YOUR GOAL = Transcribe every record verbatim.

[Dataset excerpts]
BEGIN

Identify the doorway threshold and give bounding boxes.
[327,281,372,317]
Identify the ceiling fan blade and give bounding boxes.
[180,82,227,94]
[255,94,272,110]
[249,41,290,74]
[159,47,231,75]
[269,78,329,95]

END

ANSWER SECTION =
Identify the doorway threshold and give bounding boxes.
[327,281,372,317]
Identify the ceiling fan blade and give bounding boxes.
[180,82,227,94]
[255,94,272,110]
[249,41,290,74]
[159,47,231,75]
[269,78,329,95]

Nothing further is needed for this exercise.